■ Zadanie A:
Wyodrębnij z wpisów poniżej wiersze od wiersza zawierającego „Could you please outline every instance of the arched” aż do końca wpisów, oba krańce włącznie. Powtórz je bez żadnych zmian.

Str 2 z 2 |
|
---|---|
PannaZMokraGlow | Post #1 Ocena: 0 2019-07-25 12:56:15 (5 lat temu) |
Konto usunięte |
Oplaty sadowe w sprawie dzieci to ok. 215 lub 245 funtow zwykle, a dlaczego polski prawnik, jak stoisz z angielskim? Ja mieszkam niedaleko gdybys potrzebowal pomocy z wypelnieniem papierow.
|
Adacymru | Post #2 Ocena: 0 2019-07-25 13:39:22 (5 lat temu) |
Konto usunięte |
Cytat: 2019-07-25 12:46:36, cris82 napisał(a): daj spokoj... nie umozliwiala kontaktu jedynym sposobem jest tu zakrecenie kurka z kasa to i tak sie skonczy alimentami pewnie ktore sa smiesznue niskie nie wnikajac ile on placi aktualnieja bym otworzyl imienne konto na dziecko i wplacal tam pieniadze z takimi matkami trzeba krotko niech biegnie do sadu bo z wariatkami sie nie dogadasz kaska spoko ale kontaku z dzieckiem juz nie : ) Alimenty to nie "Pay as you go", placenie na dziecko jest jego obowiązkiem niezależnie czy je widzi czy nie. Co do kosztów sprawy o kontakty czy rezydencje dziecka, to nie ma szans na prawną obsługę za 200 coś funtów. Takie sprawy to niestety dużo większy wydatek. Pójdzie do prawnika na konsultacje, to mu powiedzą ile mniej więcej i jak rozłożyć płatność.

■ Dane:
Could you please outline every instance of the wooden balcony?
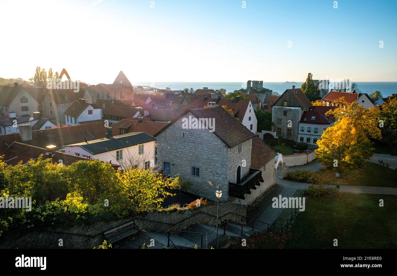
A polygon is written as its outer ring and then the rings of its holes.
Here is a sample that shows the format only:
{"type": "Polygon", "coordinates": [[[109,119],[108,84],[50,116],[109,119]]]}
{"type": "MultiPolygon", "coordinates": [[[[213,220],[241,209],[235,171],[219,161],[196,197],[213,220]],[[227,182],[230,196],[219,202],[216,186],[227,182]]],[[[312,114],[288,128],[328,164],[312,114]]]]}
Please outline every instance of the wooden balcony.
{"type": "Polygon", "coordinates": [[[239,184],[229,182],[229,195],[237,198],[245,199],[244,195],[251,194],[251,190],[256,190],[256,186],[263,182],[262,174],[259,170],[249,169],[249,174],[241,180],[239,184]]]}

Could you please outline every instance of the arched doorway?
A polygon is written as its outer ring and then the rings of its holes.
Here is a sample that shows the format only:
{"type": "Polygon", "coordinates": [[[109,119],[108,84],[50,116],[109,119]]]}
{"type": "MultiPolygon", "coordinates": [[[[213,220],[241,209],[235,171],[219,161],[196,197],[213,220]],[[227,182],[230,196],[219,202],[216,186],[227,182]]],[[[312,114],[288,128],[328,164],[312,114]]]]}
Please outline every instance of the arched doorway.
{"type": "Polygon", "coordinates": [[[280,162],[277,164],[277,178],[281,179],[283,178],[283,164],[280,162]]]}
{"type": "Polygon", "coordinates": [[[237,184],[241,183],[241,167],[239,166],[237,168],[237,179],[236,180],[236,183],[237,184]]]}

■ Zadanie B:
Przepisz znak w znak całą stronę powyżej, dotyczącą opłat i kosztów spraw o dziecko.

■ Odpowiedź pisemna A:
Could you please outline every instance of the arched doorway?
A polygon is written as its outer ring and then the rings of its holes.
Here is a sample that shows the format only:
{"type": "Polygon", "coordinates": [[[109,119],[108,84],[50,116],[109,119]]]}
{"type": "MultiPolygon", "coordinates": [[[[213,220],[241,209],[235,171],[219,161],[196,197],[213,220]],[[227,182],[230,196],[219,202],[216,186],[227,182]]],[[[312,114],[288,128],[328,164],[312,114]]]]}
Please outline every instance of the arched doorway.
{"type": "Polygon", "coordinates": [[[280,162],[277,164],[277,178],[281,179],[283,178],[283,164],[280,162]]]}
{"type": "Polygon", "coordinates": [[[237,184],[241,183],[241,167],[239,166],[237,168],[237,179],[236,180],[236,183],[237,184]]]}

■ Odpowiedź pisemna B:
Str 2 z 2 |
|
---|---|
PannaZMokraGlow | Post #1 Ocena: 0 2019-07-25 12:56:15 (5 lat temu) |
Konto usunięte |
Oplaty sadowe w sprawie dzieci to ok. 215 lub 245 funtow zwykle, a dlaczego polski prawnik, jak stoisz z angielskim? Ja mieszkam niedaleko gdybys potrzebowal pomocy z wypelnieniem papierow.
|
Adacymru | Post #2 Ocena: 0 2019-07-25 13:39:22 (5 lat temu) |
Konto usunięte |
Cytat: 2019-07-25 12:46:36, cris82 napisał(a): daj spokoj... nie umozliwiala kontaktu jedynym sposobem jest tu zakrecenie kurka z kasa to i tak sie skonczy alimentami pewnie ktore sa smiesznue niskie nie wnikajac ile on placi aktualnieja bym otworzyl imienne konto na dziecko i wplacal tam pieniadze z takimi matkami trzeba krotko niech biegnie do sadu bo z wariatkami sie nie dogadasz kaska spoko ale kontaku z dzieckiem juz nie : ) Alimenty to nie "Pay as you go", placenie na dziecko jest jego obowiązkiem niezależnie czy je widzi czy nie. Co do kosztów sprawy o kontakty czy rezydencje dziecka, to nie ma szans na prawną obsługę za 200 coś funtów. Takie sprawy to niestety dużo większy wydatek. Pójdzie do prawnika na konsultacje, to mu powiedzą ile mniej więcej i jak rozłożyć płatność.